_What is required:_ Reproduce every one of the records below word for word, line by line, without changing anything.

──────── Data shown ────────

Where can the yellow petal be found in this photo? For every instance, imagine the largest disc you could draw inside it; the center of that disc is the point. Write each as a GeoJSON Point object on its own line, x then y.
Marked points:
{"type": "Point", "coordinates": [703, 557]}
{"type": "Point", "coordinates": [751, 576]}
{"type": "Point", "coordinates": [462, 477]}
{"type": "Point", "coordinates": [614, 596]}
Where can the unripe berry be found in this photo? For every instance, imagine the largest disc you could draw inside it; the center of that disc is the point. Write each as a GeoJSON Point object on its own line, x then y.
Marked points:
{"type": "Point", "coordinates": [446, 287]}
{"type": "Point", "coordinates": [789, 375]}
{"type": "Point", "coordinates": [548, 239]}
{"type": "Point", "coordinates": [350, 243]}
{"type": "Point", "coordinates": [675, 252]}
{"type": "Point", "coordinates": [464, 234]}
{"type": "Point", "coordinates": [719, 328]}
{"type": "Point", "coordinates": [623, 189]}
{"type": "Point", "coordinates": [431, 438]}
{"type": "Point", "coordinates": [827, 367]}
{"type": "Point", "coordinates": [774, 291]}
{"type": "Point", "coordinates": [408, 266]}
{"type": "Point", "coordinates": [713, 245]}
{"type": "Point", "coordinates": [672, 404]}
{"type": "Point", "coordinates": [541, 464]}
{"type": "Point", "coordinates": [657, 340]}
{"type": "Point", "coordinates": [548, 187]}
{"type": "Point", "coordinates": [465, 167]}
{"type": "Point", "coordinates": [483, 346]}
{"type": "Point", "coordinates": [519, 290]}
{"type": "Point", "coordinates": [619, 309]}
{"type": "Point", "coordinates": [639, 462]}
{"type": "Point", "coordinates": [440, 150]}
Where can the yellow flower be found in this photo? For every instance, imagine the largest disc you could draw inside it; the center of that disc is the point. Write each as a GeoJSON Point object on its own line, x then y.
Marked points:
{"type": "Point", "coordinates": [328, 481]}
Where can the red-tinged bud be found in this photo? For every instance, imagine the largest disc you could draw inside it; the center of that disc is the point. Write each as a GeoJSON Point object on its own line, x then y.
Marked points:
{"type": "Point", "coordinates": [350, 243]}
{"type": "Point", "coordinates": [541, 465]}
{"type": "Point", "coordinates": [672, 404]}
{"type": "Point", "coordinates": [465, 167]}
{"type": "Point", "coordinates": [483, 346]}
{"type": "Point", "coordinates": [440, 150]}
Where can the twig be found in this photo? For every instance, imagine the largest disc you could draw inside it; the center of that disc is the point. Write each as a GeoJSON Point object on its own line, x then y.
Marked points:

────────

_Solved exercise:_
Where can the yellow petal be found in this photo? For every instance, imagine the largest disc you could draw inside it; the center of that disc is the point. Write each as a GeoJSON Point object on its own line, x then y.
Marked points:
{"type": "Point", "coordinates": [703, 557]}
{"type": "Point", "coordinates": [751, 576]}
{"type": "Point", "coordinates": [462, 477]}
{"type": "Point", "coordinates": [614, 596]}
Where can the unripe berry be found in this photo? For every instance, imagine the largest disc you could draw inside it; the center of that disc is the point. Write each as a GeoJSON Point object on its own line, x then y.
Marked points:
{"type": "Point", "coordinates": [446, 287]}
{"type": "Point", "coordinates": [789, 375]}
{"type": "Point", "coordinates": [548, 239]}
{"type": "Point", "coordinates": [350, 243]}
{"type": "Point", "coordinates": [675, 252]}
{"type": "Point", "coordinates": [464, 234]}
{"type": "Point", "coordinates": [719, 328]}
{"type": "Point", "coordinates": [623, 189]}
{"type": "Point", "coordinates": [431, 438]}
{"type": "Point", "coordinates": [827, 367]}
{"type": "Point", "coordinates": [774, 291]}
{"type": "Point", "coordinates": [408, 266]}
{"type": "Point", "coordinates": [713, 245]}
{"type": "Point", "coordinates": [672, 404]}
{"type": "Point", "coordinates": [541, 464]}
{"type": "Point", "coordinates": [657, 340]}
{"type": "Point", "coordinates": [548, 187]}
{"type": "Point", "coordinates": [465, 167]}
{"type": "Point", "coordinates": [483, 346]}
{"type": "Point", "coordinates": [519, 290]}
{"type": "Point", "coordinates": [619, 309]}
{"type": "Point", "coordinates": [639, 462]}
{"type": "Point", "coordinates": [440, 150]}
Where can the yellow flower be found in this photo? For every instance, imagine the largest disc you could draw inside it; the center of that disc is the point. Write each as a GeoJSON Point object on its own line, x then y.
Marked points:
{"type": "Point", "coordinates": [328, 481]}
Where can the red-tinged bud be found in this photo? For every instance, imagine the largest disc you could draw inside it; the center of that disc is the point. Write each as a GeoJSON Point object on its own line, x then y.
Marked points:
{"type": "Point", "coordinates": [350, 243]}
{"type": "Point", "coordinates": [541, 465]}
{"type": "Point", "coordinates": [672, 404]}
{"type": "Point", "coordinates": [465, 167]}
{"type": "Point", "coordinates": [483, 346]}
{"type": "Point", "coordinates": [440, 150]}
Where can the twig be found in this photo? For every instance, imagine the largest disc you could draw inside it; the center of that disc is the point. Write each as a GeoJSON Point object on its own line, x then y.
Marked points:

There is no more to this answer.